EXCERPT TO READ.
This option specifies that the output generated by the assembler should

be marked as being encoded for a little-endian processor.

@cindex @code{-k} command line option, ARM

@cindex PIC code generation for ARM

@item -k

This option specifies that the output of the assembler should be marked

as position-independent code (PIC).

@cindex @code{--fix-v4bx} command line option, ARM

@item --fix-v4bx

Allow @code{BX} instructions in ARMv4 code.  This is intended for use with

the linker option of the same name.

@end table

@node ARM Syntax

@section Syntax

@menu

* ARM-Chars::                Special Characters

* ARM-Regs::                 Register Names

* ARM-Relocations::          Relocations

@end menu

@node ARM-Chars

@subsection Special Characters

@cindex line comment character, ARM

@cindex ARM line comment character

The presence of a @samp{@@} on a line indicates the start of a comment

that extends to the end of the current line.  If a @samp{#} appears as

the first character of a line, the whole line is treated as a comment.

@cindex line separator, ARM

@cindex statement separator, ARM

@cindex ARM line separator

The @samp{;} character can be used instead of a newline to separate

statements.

@cindex immediate character, ARM

@cindex ARM immediate character

Either @samp{#} or @samp{$} can be used to indicate immediate operands.

@cindex identifiers, ARM

@cindex ARM identifiers

*TODO* Explain about /data modifier on symbols.

@node ARM-Regs

@subsection Register Names

@cindex ARM register names

@cindex register names, ARM

*TODO* Explain about ARM register naming, and the predefined names.

@node ARM Floating Point

@section Floating Point

@cindex floating point, ARM (@sc{ieee})

@cindex ARM floating point (@sc{ieee})

The ARM family uses @sc{ieee} floating-point numbers.

Contour labeling entries.
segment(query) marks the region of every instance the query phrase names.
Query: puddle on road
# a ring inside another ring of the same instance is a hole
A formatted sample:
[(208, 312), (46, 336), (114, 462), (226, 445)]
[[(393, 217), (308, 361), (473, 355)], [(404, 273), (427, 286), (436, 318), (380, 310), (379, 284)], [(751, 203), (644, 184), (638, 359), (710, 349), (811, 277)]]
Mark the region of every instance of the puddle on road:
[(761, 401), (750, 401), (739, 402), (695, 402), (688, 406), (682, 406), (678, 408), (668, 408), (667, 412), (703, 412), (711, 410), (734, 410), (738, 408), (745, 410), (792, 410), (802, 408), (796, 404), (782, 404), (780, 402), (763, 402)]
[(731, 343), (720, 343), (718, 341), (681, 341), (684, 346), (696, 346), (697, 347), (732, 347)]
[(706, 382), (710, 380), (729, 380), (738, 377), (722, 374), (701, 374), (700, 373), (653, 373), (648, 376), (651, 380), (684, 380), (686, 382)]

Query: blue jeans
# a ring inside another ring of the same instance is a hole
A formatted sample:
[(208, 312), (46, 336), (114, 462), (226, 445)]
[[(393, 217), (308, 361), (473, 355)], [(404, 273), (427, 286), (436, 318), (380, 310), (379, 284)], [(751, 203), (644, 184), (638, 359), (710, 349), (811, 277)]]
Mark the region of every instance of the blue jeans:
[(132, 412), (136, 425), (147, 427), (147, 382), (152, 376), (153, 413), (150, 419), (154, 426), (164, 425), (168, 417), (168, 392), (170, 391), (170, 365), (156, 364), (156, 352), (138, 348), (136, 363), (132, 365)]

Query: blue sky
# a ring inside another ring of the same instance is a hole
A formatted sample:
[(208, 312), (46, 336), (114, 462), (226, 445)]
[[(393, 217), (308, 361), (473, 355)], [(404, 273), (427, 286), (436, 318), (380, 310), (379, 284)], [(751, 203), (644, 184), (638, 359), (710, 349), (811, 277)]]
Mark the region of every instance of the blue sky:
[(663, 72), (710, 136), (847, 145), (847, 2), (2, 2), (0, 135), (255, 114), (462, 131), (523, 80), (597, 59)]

TASK LIST.
1 > In the ARM assembler documentation, what does the -k option cause the assembler's output to be marked as?
2 > Reproduce word for word the passage of the ARM assembler documentation between "the first character" and "statements.", inclusive.

ANSWERS FOR THE TASKS.
1 > Position-independent code (PIC).

2 >
the first character of a line, the whole line is treated as a comment.

@cindex line separator, ARM

@cindex statement separator, ARM

@cindex ARM line separator

The @samp{;} character can be used instead of a newline to separate

statements.